Testo estratto:

L’identità settentrionale
di Roberto Chiarini
da Ideazione, marzo-aprile 2004

Da quando la Lega ha fatto la sua comparsa, ogni qual volta si presenta ad una prova elettorale, è data in grande difficoltà: da alcuni in probabile caduta, da altri addirittura in rotta. È in gran parte il portato di un’incomprensione del fenomeno, di una difficoltà – o, peggio, rifiuto – a cogliere i caratteri strutturali che sono alla base, prima, della sua insorgenza e poi della sua fortuna. Ciò ha incoraggiato i più a considerarlo un movimento essenzialmente di protesta, cioè al fondo effimero, destinato quindi presto o tardi ad essere riassorbito. Cambiano di volta in volta le ragioni addotte per motivare l’infausta prognosi. Resta la propensione ad emettere con una certa faciloneria vaticini pessimistici: una propensione solo attenuata dalle ripetute smentite nel frattempo accumulate.

La capacità di tenuta e il radicamento sul territorio dimostrati dalla “protesta leghista” – se proprio di protesta si vuol continuare a parlare – non ci esimono dal compito di verificare, di volta in volta, le condizioni ambientali esterne e lo stato di salute interno del movimento, se almeno non si vuole incappare in nuovi fraintendimenti o emettere spericolati pronostici. Impegno, questo, tanto più doveroso nell’attuale frangente che vede il partito di Bossi chiamato ad affrontare una doppia prova elettorale – voto per le amministrative e per le europee – nell’inedita condizione che gli viene dalla prolungata (ben tre anni ininterrotti) condivisione di responsabilità di governo e dall’improvvisa indisponibilità della figura, risultata sinora insostituibile, del suo leader fondatore. Non si tratta di due novità marginali, bensì centrali per il modo d’essere della Lega e quindi con ogni probabilità destinate ad esercitare serie conseguenze non solo sulla sua resa elettorale ma forse anche sul suo stesso futuro politico. Esse investono infatti almeno due dei caratteri unanimemente individuati dalla letteratura sociologica e politologica come portanti del successo leghista. Questi possono essere così riassumibili nella rappresentanza politica della “subcultura bianca”, nella valorizzazione del pregiudizio “anti-politico”, nell’offerta di una tutela ai settori borghesi ed anche popolari delle aree periferiche delle regioni settentrionali afflitti da un senso di insicurezza e di deprivazione relativa e, da ultimo, in una forte leadership dalla spiccata impronta carismatica e plebiscitaria. Se si ripercorre la dinamica dell’avanzata leghista, non è difficile cogliere come siano oggi in forse proprio due degli elementi portanti della sua forza sopra-evidenziati.

Dati forniti:
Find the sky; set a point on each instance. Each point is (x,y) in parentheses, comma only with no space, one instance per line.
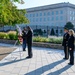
(36,3)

Consegna: Prosegui l'articolo sulla Lega a partire dalla frase successiva all'ultima riportata.

Esercizio svolto:
Il Nord che cambia: all’origine della Lega

Lungi dal costituire la semplice, ricorrente ma effimera, emersione dell’atavica disaffezione plebea allo Stato e alla politica, il leghismo affonda le radici nel grande sommovimento che ha scosso la società e la politica italiana nell’ultimo quarto del secolo scorso. Una forte e diffusa disaffezione nei confronti dei partiti, specie nei settori meno politicizzati dell’opinione pubblica, è stata una costante della nostra Repubblica. Diventa, però, per la prima volta un’effettiva forza politica solo a partire dagli anni Ottanta. L’allentamento della presa ideologica e del controllo esercitato dai partiti fa venire meno i fattori che avevano ostacolato fino allora il tracimare del cronico scontento nutrito dal paese verso il sistema.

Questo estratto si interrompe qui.